(Exercise directions) Across the entries that follow, how many lines have the word "negative" in them? Give only the number.

(Items listed in a dataset)
┌──
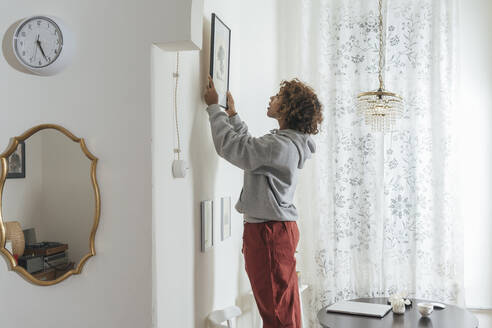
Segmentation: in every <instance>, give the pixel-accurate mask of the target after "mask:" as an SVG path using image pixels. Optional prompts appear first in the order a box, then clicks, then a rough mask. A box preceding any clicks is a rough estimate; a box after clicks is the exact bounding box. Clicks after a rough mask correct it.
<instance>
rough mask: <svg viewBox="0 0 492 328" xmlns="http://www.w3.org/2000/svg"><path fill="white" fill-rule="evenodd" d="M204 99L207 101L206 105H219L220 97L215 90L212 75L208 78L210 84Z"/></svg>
mask: <svg viewBox="0 0 492 328" xmlns="http://www.w3.org/2000/svg"><path fill="white" fill-rule="evenodd" d="M203 98H204V99H205V103H206V104H207V106H210V105H215V104H218V103H219V95H218V94H217V90H215V85H214V81H213V80H212V77H211V76H210V75H209V76H208V84H207V87H206V88H205V94H204V95H203Z"/></svg>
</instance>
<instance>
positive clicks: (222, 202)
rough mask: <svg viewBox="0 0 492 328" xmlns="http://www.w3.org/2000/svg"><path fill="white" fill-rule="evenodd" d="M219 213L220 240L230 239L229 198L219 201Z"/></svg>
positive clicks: (226, 198) (230, 225) (224, 198)
mask: <svg viewBox="0 0 492 328" xmlns="http://www.w3.org/2000/svg"><path fill="white" fill-rule="evenodd" d="M220 209H221V210H220V212H221V240H222V241H224V240H226V239H227V238H230V237H231V230H232V229H231V197H222V198H221V199H220Z"/></svg>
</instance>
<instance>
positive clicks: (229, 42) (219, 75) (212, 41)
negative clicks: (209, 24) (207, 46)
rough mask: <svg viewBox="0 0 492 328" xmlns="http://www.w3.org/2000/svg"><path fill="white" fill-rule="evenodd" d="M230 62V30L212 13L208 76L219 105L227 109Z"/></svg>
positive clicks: (230, 60) (230, 42)
mask: <svg viewBox="0 0 492 328" xmlns="http://www.w3.org/2000/svg"><path fill="white" fill-rule="evenodd" d="M230 62H231V30H230V28H229V27H227V25H225V24H224V22H223V21H222V20H220V18H219V17H217V15H215V14H212V31H211V41H210V76H211V77H212V79H213V80H214V84H215V89H216V90H217V93H218V94H219V105H220V106H221V107H223V108H226V109H227V91H229V72H230Z"/></svg>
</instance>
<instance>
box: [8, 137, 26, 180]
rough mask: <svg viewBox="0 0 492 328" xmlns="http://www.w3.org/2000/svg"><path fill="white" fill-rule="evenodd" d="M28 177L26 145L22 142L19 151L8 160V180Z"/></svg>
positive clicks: (16, 150)
mask: <svg viewBox="0 0 492 328" xmlns="http://www.w3.org/2000/svg"><path fill="white" fill-rule="evenodd" d="M25 177H26V144H25V142H24V141H20V142H19V144H18V145H17V149H16V150H15V151H14V152H13V153H12V154H11V155H10V156H9V158H8V159H7V179H19V178H25Z"/></svg>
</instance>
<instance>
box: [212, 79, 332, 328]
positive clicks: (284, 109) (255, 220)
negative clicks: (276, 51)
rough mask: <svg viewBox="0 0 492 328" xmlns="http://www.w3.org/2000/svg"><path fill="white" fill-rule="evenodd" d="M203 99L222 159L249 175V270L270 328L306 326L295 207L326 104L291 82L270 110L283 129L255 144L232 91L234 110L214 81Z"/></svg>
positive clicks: (229, 101)
mask: <svg viewBox="0 0 492 328" xmlns="http://www.w3.org/2000/svg"><path fill="white" fill-rule="evenodd" d="M204 98H205V102H206V103H207V105H208V107H207V112H208V114H209V118H210V126H211V129H212V138H213V141H214V145H215V149H216V150H217V153H218V154H219V155H220V156H221V157H223V158H224V159H226V160H227V161H229V162H230V163H232V164H233V165H235V166H237V167H239V168H241V169H243V170H244V184H243V189H242V191H241V195H240V197H239V201H238V202H237V204H236V209H237V210H238V211H239V212H240V213H242V214H243V216H244V233H243V254H244V260H245V264H246V272H247V274H248V277H249V280H250V282H251V287H252V289H253V294H254V296H255V300H256V304H257V305H258V309H259V312H260V315H261V317H262V319H263V327H264V328H287V327H288V328H301V313H300V306H299V291H298V284H297V281H298V280H297V274H296V259H295V257H294V254H295V250H296V247H297V243H298V242H299V230H298V229H297V224H296V220H297V219H298V213H297V210H296V207H295V206H294V204H293V203H292V201H293V198H294V192H295V189H296V184H297V172H298V170H299V169H302V167H303V165H304V162H305V161H306V159H308V158H310V157H311V154H312V153H314V152H315V144H314V141H313V140H312V139H311V137H310V135H311V134H316V133H318V126H319V124H320V123H321V121H322V119H323V117H322V113H321V111H322V106H321V104H320V102H319V100H318V97H317V96H316V94H315V93H314V91H313V90H312V89H311V88H310V87H308V86H306V85H305V84H303V83H302V82H300V81H299V80H297V79H294V80H291V81H284V82H282V83H281V85H280V91H279V92H278V93H277V94H276V95H275V96H272V97H270V105H269V107H268V112H267V116H268V117H271V118H273V119H276V120H277V121H278V124H279V129H276V130H273V131H272V132H271V133H269V134H267V135H264V136H263V137H260V138H255V137H252V136H251V135H250V134H249V133H248V127H247V126H246V124H245V123H244V122H243V121H241V119H240V118H239V115H238V114H237V112H236V109H235V106H234V100H233V98H232V95H231V94H230V93H228V94H227V102H228V110H227V111H226V112H223V111H222V110H221V108H220V106H219V105H218V104H217V103H218V95H217V92H216V90H215V87H214V84H213V80H212V78H211V77H209V78H208V85H207V88H206V91H205V95H204Z"/></svg>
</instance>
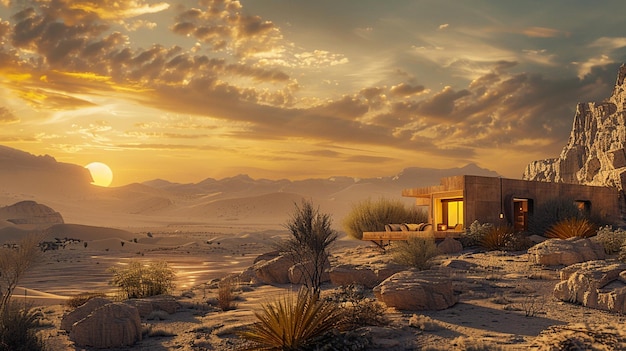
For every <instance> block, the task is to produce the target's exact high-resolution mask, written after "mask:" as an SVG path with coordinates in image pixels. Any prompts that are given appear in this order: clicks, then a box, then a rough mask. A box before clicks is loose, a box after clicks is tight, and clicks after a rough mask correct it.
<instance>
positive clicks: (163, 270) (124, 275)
mask: <svg viewBox="0 0 626 351" xmlns="http://www.w3.org/2000/svg"><path fill="white" fill-rule="evenodd" d="M110 272H111V273H112V274H113V279H112V280H111V282H110V283H111V284H112V285H115V286H117V287H118V288H119V289H120V293H121V295H122V296H121V297H122V298H128V299H131V298H143V297H150V296H155V295H161V294H169V293H170V292H171V291H172V290H174V287H175V285H174V278H175V277H176V273H175V272H174V269H173V268H171V267H170V266H169V265H168V264H167V262H165V261H155V262H150V263H149V264H147V265H144V264H143V263H141V262H139V261H135V260H131V261H130V262H128V266H126V267H111V268H110Z"/></svg>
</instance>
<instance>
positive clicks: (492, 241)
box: [480, 225, 515, 251]
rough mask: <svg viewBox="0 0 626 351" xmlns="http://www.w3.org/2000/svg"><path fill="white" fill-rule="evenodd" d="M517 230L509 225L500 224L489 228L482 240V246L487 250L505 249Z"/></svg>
mask: <svg viewBox="0 0 626 351" xmlns="http://www.w3.org/2000/svg"><path fill="white" fill-rule="evenodd" d="M514 232H515V230H513V228H512V227H511V226H508V225H500V226H495V227H491V228H489V230H487V232H486V233H485V235H484V236H483V237H482V239H481V240H480V246H482V247H483V248H485V249H486V250H489V251H493V250H505V249H507V247H508V246H509V244H510V241H511V238H512V237H513V233H514Z"/></svg>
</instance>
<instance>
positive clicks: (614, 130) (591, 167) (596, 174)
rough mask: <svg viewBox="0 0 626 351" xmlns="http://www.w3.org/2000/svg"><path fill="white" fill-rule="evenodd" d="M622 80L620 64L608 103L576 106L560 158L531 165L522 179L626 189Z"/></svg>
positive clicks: (540, 160) (624, 124) (584, 103)
mask: <svg viewBox="0 0 626 351" xmlns="http://www.w3.org/2000/svg"><path fill="white" fill-rule="evenodd" d="M625 77H626V65H622V66H621V67H620V68H619V71H618V75H617V80H616V83H615V86H614V88H613V93H612V94H611V96H610V97H609V98H608V100H606V101H603V102H588V103H579V104H578V106H577V107H576V114H575V115H574V123H573V126H572V131H571V134H570V137H569V142H568V144H567V145H566V146H565V147H564V148H563V151H562V152H561V155H560V156H559V157H558V158H551V159H546V160H539V161H534V162H532V163H530V164H529V165H528V166H526V169H525V171H524V175H523V179H526V180H538V181H548V182H564V183H574V184H586V185H602V186H614V187H617V188H619V189H621V190H624V189H626V123H625V119H624V115H625V111H626V84H625V83H626V82H625V79H624V78H625Z"/></svg>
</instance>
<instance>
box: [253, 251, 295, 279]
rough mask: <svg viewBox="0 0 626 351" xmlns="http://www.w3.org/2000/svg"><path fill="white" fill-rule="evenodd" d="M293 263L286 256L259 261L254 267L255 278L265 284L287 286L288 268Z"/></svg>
mask: <svg viewBox="0 0 626 351" xmlns="http://www.w3.org/2000/svg"><path fill="white" fill-rule="evenodd" d="M291 266H293V261H292V260H291V259H290V258H289V257H286V256H278V257H275V258H273V259H271V260H269V261H265V260H262V261H259V262H258V263H257V264H256V265H255V266H254V273H255V274H256V277H257V278H258V279H259V280H260V281H262V282H263V283H265V284H289V282H290V281H289V268H291Z"/></svg>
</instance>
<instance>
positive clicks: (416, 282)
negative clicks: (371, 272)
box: [374, 270, 457, 311]
mask: <svg viewBox="0 0 626 351" xmlns="http://www.w3.org/2000/svg"><path fill="white" fill-rule="evenodd" d="M374 295H376V299H378V300H379V301H381V302H383V303H384V304H385V305H387V306H388V307H394V308H397V309H399V310H411V311H421V310H443V309H446V308H449V307H451V306H453V305H454V304H455V303H456V302H457V297H456V296H455V295H454V290H453V288H452V281H451V280H450V279H448V278H446V277H442V276H441V275H440V274H437V273H434V272H429V271H415V270H411V271H403V272H400V273H396V274H394V275H392V276H391V277H389V278H387V279H385V281H383V282H382V283H380V285H378V286H376V287H375V288H374Z"/></svg>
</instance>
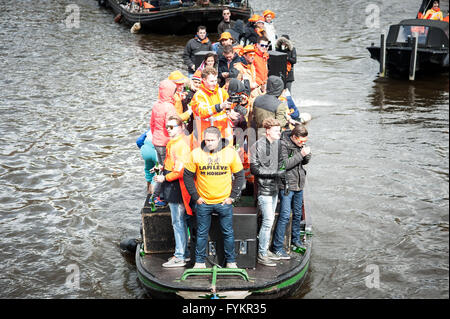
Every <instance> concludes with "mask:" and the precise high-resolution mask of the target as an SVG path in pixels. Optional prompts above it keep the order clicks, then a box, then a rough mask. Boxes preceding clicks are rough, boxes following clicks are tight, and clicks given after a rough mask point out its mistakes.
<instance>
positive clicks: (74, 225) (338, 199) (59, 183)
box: [0, 0, 449, 299]
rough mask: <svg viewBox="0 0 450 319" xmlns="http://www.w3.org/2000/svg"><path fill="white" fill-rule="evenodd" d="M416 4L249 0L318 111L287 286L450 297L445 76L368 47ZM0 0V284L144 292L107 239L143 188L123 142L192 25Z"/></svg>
mask: <svg viewBox="0 0 450 319" xmlns="http://www.w3.org/2000/svg"><path fill="white" fill-rule="evenodd" d="M420 2H421V1H419V0H406V1H377V0H375V1H372V2H370V3H369V2H367V1H362V0H343V1H332V2H330V1H324V0H317V1H314V5H311V2H307V1H296V0H286V1H279V2H277V4H276V6H274V2H273V1H268V0H251V1H250V3H251V5H252V7H253V9H254V10H255V12H258V13H260V12H262V11H264V10H265V9H272V10H273V11H275V12H276V15H277V16H276V18H275V26H276V30H277V33H278V34H279V35H281V34H288V35H289V36H290V38H291V39H292V40H293V42H294V44H295V47H296V49H297V54H298V62H297V64H296V65H295V82H294V85H293V92H292V94H293V96H294V99H295V100H296V102H297V104H299V105H300V108H301V111H302V112H308V113H310V114H311V115H312V118H313V119H312V121H311V122H310V123H309V124H308V130H309V133H310V135H309V136H310V140H309V145H310V146H311V150H312V159H311V161H310V163H309V164H308V165H307V167H306V168H307V171H308V182H307V197H306V201H307V202H308V205H309V212H308V213H309V214H310V216H311V217H312V221H313V231H314V235H313V238H314V244H313V252H312V259H311V267H310V270H309V273H308V276H307V278H306V281H305V283H304V285H303V287H302V289H301V290H300V291H299V293H298V294H297V295H296V296H294V297H293V298H306V299H313V298H314V299H315V298H332V299H340V298H448V297H449V269H448V266H449V264H448V254H449V212H448V209H449V184H448V183H449V105H448V103H449V79H448V74H446V75H443V76H435V77H427V78H419V79H417V80H416V81H414V82H412V81H408V80H399V79H396V80H395V79H380V78H379V77H378V74H377V73H378V68H379V66H378V62H376V61H374V60H371V59H370V55H369V52H368V51H367V50H366V47H367V46H370V44H371V43H372V42H374V43H378V42H379V37H380V33H382V32H386V31H387V29H388V26H389V25H390V24H393V23H397V22H399V20H401V19H406V18H413V17H415V14H416V12H417V10H418V8H419V5H420ZM441 2H442V3H443V6H447V8H448V1H446V2H444V1H441ZM1 3H2V11H1V13H0V17H1V19H0V39H1V42H0V43H1V44H0V67H1V72H0V234H1V237H2V240H1V242H0V256H1V263H0V274H1V275H0V287H1V289H0V298H146V295H145V293H144V291H143V289H142V288H141V286H140V285H139V283H138V281H137V275H136V271H135V269H134V267H133V265H131V264H130V263H129V262H128V261H127V260H125V259H124V258H123V257H122V255H121V254H120V251H119V247H118V244H119V242H120V240H121V239H123V238H126V237H132V236H137V235H138V234H139V226H140V214H139V210H140V208H141V206H142V204H143V202H144V199H145V187H146V183H145V180H144V169H143V161H142V159H141V157H140V152H139V149H138V148H137V147H136V144H135V140H136V138H137V137H138V136H139V135H140V134H141V133H142V132H144V131H145V130H146V129H147V127H148V125H149V119H150V112H151V106H152V104H153V103H154V102H155V100H156V98H157V87H158V83H159V82H160V81H161V80H162V79H164V78H166V77H167V75H168V74H169V73H170V72H171V71H173V70H175V69H181V70H183V72H185V70H184V68H183V65H182V60H181V52H182V50H183V48H184V45H185V43H186V41H187V40H188V39H189V38H190V36H170V35H152V34H131V33H130V31H129V28H128V27H126V26H124V25H120V24H116V23H114V21H113V18H114V15H113V14H112V12H110V11H107V10H105V9H102V8H99V7H98V5H97V1H94V0H90V1H85V0H83V1H82V0H72V1H55V0H49V1H8V2H7V1H1ZM77 12H79V17H80V19H79V25H77V21H75V20H73V19H72V17H73V16H71V15H72V14H76V13H77ZM215 36H216V35H214V34H212V35H211V37H212V38H214V37H215ZM77 275H79V277H77Z"/></svg>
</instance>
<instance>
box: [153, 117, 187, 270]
mask: <svg viewBox="0 0 450 319" xmlns="http://www.w3.org/2000/svg"><path fill="white" fill-rule="evenodd" d="M166 129H167V132H169V137H170V140H169V142H168V143H167V146H166V159H165V161H164V172H163V175H156V176H155V181H156V182H158V183H162V186H161V188H162V192H163V194H164V199H165V200H166V201H167V202H168V203H169V208H170V214H171V218H172V226H173V233H174V238H175V253H174V255H173V256H172V257H171V258H169V260H168V261H167V262H165V263H164V264H162V266H163V267H165V268H174V267H184V266H185V265H186V263H187V261H188V260H189V249H188V248H187V247H188V232H187V219H188V215H192V211H191V209H190V206H189V200H190V197H189V195H188V193H187V191H186V190H185V186H184V182H183V172H184V163H185V162H186V161H187V159H188V157H189V153H190V147H189V144H188V142H187V141H186V136H185V135H184V132H183V121H182V120H181V118H180V117H179V116H178V115H172V116H170V117H169V118H168V120H167V123H166ZM183 190H184V192H183Z"/></svg>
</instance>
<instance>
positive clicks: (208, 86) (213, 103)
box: [191, 67, 234, 147]
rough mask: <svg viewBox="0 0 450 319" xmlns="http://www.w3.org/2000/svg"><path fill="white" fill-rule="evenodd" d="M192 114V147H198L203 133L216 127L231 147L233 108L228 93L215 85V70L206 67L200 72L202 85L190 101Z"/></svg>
mask: <svg viewBox="0 0 450 319" xmlns="http://www.w3.org/2000/svg"><path fill="white" fill-rule="evenodd" d="M191 106H192V111H193V114H194V131H193V143H192V144H193V146H194V147H197V146H199V144H200V143H199V142H198V141H201V139H202V137H203V132H204V131H205V129H206V128H208V127H210V126H215V127H217V128H218V129H219V130H220V132H221V134H222V137H223V138H225V139H227V140H228V142H229V144H230V145H233V124H232V119H230V117H231V118H232V117H233V113H231V111H232V109H233V108H234V106H233V104H232V103H231V101H230V100H229V94H228V92H227V91H226V90H225V89H223V88H221V87H219V86H218V85H217V70H215V69H213V68H211V67H206V68H205V69H203V71H202V84H201V86H200V88H199V89H198V90H197V92H196V93H195V95H194V97H193V98H192V100H191Z"/></svg>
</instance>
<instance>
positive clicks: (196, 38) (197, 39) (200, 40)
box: [194, 34, 209, 44]
mask: <svg viewBox="0 0 450 319" xmlns="http://www.w3.org/2000/svg"><path fill="white" fill-rule="evenodd" d="M194 38H195V39H196V40H197V41H198V42H200V43H202V44H207V43H208V42H209V39H208V37H205V38H204V39H203V40H200V38H199V37H198V35H197V34H196V35H195V37H194Z"/></svg>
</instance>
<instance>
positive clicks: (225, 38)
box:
└──
(Output for this task) 3